*Your task*.
Give the whole listing again, exactly as written.

##########

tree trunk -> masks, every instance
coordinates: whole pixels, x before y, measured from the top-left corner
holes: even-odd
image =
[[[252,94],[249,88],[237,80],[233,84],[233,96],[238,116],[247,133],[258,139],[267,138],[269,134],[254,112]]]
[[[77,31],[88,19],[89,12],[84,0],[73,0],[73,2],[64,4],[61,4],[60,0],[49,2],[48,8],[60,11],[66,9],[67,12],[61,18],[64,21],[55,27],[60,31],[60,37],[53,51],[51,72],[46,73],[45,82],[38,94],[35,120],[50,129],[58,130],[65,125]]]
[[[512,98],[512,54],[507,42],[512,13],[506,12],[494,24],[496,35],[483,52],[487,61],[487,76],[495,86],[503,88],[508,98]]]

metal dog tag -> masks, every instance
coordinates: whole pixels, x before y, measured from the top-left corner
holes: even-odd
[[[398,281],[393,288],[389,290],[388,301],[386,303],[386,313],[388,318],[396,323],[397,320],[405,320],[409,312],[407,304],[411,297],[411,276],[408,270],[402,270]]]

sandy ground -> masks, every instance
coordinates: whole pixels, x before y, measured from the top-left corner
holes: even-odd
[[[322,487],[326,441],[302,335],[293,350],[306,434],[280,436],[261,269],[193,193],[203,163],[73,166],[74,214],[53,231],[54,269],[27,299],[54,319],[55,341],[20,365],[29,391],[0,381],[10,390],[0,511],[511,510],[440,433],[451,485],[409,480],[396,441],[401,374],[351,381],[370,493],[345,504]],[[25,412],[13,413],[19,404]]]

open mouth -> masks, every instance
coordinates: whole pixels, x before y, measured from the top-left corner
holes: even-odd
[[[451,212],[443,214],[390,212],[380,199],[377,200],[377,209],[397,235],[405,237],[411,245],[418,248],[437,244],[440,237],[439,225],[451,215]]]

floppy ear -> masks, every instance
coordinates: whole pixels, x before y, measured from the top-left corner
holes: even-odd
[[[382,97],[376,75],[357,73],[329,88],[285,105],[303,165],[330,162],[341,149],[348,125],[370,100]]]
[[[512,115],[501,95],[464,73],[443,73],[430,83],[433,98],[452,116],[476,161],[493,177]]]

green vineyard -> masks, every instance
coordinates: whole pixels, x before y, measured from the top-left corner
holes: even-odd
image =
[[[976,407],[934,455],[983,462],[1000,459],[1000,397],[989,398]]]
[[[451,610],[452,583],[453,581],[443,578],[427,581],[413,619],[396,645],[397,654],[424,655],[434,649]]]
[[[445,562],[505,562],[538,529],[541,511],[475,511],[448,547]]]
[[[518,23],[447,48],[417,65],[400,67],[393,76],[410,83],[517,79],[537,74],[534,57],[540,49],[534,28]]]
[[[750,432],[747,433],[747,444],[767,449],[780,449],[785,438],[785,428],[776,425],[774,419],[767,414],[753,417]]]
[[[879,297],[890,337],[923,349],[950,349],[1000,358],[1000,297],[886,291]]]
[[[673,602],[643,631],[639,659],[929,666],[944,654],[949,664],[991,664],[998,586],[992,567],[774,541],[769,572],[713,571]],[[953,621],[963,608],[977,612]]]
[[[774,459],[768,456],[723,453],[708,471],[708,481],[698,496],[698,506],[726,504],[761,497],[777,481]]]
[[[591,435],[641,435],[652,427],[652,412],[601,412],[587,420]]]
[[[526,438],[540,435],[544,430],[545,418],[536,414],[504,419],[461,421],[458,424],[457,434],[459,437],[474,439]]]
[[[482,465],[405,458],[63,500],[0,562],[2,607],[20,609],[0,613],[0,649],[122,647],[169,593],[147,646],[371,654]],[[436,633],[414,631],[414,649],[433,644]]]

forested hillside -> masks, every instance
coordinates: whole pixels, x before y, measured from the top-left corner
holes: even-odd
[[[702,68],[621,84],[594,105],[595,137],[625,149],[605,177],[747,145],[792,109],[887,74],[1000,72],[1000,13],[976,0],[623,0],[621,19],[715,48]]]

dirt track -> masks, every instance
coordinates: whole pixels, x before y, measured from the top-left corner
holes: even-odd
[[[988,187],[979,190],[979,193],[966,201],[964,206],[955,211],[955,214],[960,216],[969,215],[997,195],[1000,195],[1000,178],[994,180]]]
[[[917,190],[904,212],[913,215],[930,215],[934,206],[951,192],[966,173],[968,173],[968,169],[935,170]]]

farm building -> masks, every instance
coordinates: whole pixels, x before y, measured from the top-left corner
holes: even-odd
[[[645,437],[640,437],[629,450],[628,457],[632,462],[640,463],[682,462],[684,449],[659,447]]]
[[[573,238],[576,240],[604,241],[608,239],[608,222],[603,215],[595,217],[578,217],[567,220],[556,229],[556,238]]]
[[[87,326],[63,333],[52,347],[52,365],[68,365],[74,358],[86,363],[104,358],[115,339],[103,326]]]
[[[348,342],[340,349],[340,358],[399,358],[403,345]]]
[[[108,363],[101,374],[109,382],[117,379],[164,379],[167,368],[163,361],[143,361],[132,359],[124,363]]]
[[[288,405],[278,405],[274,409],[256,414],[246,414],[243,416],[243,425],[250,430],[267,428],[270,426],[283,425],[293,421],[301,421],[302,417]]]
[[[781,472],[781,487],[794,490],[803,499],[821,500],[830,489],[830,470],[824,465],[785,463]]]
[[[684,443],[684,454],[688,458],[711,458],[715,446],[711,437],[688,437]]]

##########

*Problem solution*.
tree trunk -> masks, every instance
coordinates: whole pixels, x before y, measured from the top-left corner
holes: even-odd
image =
[[[252,94],[249,88],[237,80],[233,84],[233,96],[238,116],[247,133],[258,139],[267,138],[269,134],[254,112]]]
[[[77,31],[88,19],[89,12],[84,0],[73,0],[73,2],[64,4],[61,4],[60,0],[49,2],[48,8],[60,11],[66,9],[67,12],[61,18],[64,21],[55,27],[60,31],[60,37],[53,51],[51,72],[46,73],[45,82],[38,94],[35,120],[50,129],[58,130],[65,125]]]
[[[512,98],[512,54],[507,42],[512,13],[506,12],[494,24],[496,35],[483,52],[487,61],[487,76],[495,86],[503,88],[508,98]]]

metal dog tag -> masks, every instance
coordinates: whole pixels, x before y, measured from the top-left corner
holes: even-odd
[[[398,281],[393,288],[389,290],[388,301],[386,303],[386,313],[388,318],[396,323],[397,320],[405,320],[409,312],[407,304],[411,297],[411,276],[408,270],[402,270]]]

sandy ground -> masks, every instance
coordinates: whole pixels, x before y, measured from the top-left corner
holes: even-odd
[[[322,487],[326,441],[302,335],[293,350],[306,434],[280,436],[261,269],[193,193],[203,163],[73,166],[74,214],[53,231],[54,269],[27,299],[54,319],[55,341],[20,365],[29,391],[0,381],[10,390],[0,511],[511,510],[440,433],[451,485],[409,480],[396,441],[401,374],[351,381],[370,493],[345,504]],[[25,412],[13,413],[19,404]]]

open mouth -> masks, every instance
coordinates: whole pixels, x before y, measured from the top-left corner
holes: even-odd
[[[451,212],[443,214],[390,212],[380,199],[377,200],[377,209],[397,235],[405,237],[411,245],[418,248],[437,244],[440,237],[439,225],[451,215]]]

floppy ear -> masks, every instance
coordinates: whole pixels, x before y, measured from the top-left corner
holes: even-odd
[[[382,97],[376,75],[357,73],[329,88],[285,105],[303,165],[330,162],[341,149],[348,125],[370,100]]]
[[[512,115],[501,95],[464,73],[443,73],[430,83],[433,98],[452,116],[476,161],[493,177]]]

green vineyard -> masks, every instance
coordinates: whole pixels, x before y, measured from the top-left corner
holes: even-odd
image =
[[[976,407],[934,455],[983,462],[1000,459],[1000,397],[989,398]]]
[[[451,610],[452,583],[453,581],[443,578],[427,581],[413,619],[396,645],[397,654],[424,655],[434,649]]]
[[[445,562],[505,562],[538,529],[541,511],[475,511],[448,547]]]
[[[518,23],[447,48],[417,65],[400,67],[393,76],[410,83],[517,79],[537,74],[534,57],[540,49],[534,28]]]
[[[750,432],[747,433],[747,444],[767,449],[780,449],[785,438],[785,428],[776,425],[774,419],[767,414],[753,417]]]
[[[879,297],[890,337],[923,349],[950,349],[1000,358],[1000,297],[886,291]]]
[[[673,602],[643,631],[639,659],[929,666],[944,654],[949,664],[991,664],[998,586],[992,567],[774,541],[769,572],[713,571]],[[953,621],[963,608],[977,612]]]
[[[774,459],[768,456],[723,453],[708,471],[708,481],[698,496],[698,506],[726,504],[761,497],[777,481]]]
[[[591,435],[641,435],[652,427],[652,412],[601,412],[587,420]]]
[[[526,438],[540,435],[544,430],[545,418],[536,414],[504,419],[461,421],[458,424],[457,434],[459,437],[474,439]]]
[[[482,465],[405,458],[63,500],[0,562],[2,607],[20,609],[0,613],[0,649],[122,647],[169,593],[147,646],[371,654]],[[436,633],[414,631],[414,649],[433,644]]]

forested hillside -> masks, every instance
coordinates: whole pixels, x before y, measured from the top-left corner
holes: even-odd
[[[702,68],[621,84],[594,105],[595,137],[625,149],[605,177],[747,145],[792,109],[887,74],[1000,72],[1000,13],[976,0],[623,0],[621,19],[715,48]]]

dirt track -> masks, every instance
coordinates: whole pixels, x before y, measured from the top-left corner
holes: even-odd
[[[988,187],[979,190],[979,193],[966,201],[964,206],[955,211],[955,214],[960,216],[969,215],[997,195],[1000,195],[1000,178],[994,180]]]
[[[917,190],[904,212],[913,215],[930,215],[934,206],[951,192],[966,173],[968,173],[968,169],[935,170]]]

farm building -> masks, every instance
coordinates: whole pixels, x before y, measured from the top-left corner
holes: even-odd
[[[645,437],[640,437],[629,450],[628,457],[632,462],[640,463],[682,462],[684,449],[659,447]]]
[[[573,238],[576,240],[604,241],[608,239],[608,222],[603,215],[595,217],[578,217],[567,220],[556,229],[556,238]]]
[[[87,326],[63,333],[52,347],[52,365],[68,365],[74,358],[86,363],[104,358],[115,339],[103,326]]]
[[[348,342],[340,349],[340,358],[399,358],[403,345]]]
[[[108,363],[101,374],[109,382],[117,379],[164,379],[167,368],[163,361],[143,361],[132,359],[124,363]]]
[[[288,405],[278,405],[274,409],[256,414],[246,414],[243,416],[243,425],[250,430],[267,428],[270,426],[283,425],[293,421],[301,421],[302,417]]]
[[[781,472],[781,487],[794,490],[803,499],[821,500],[830,489],[830,470],[824,465],[785,463]]]
[[[684,443],[684,454],[688,458],[711,458],[715,446],[711,437],[688,437]]]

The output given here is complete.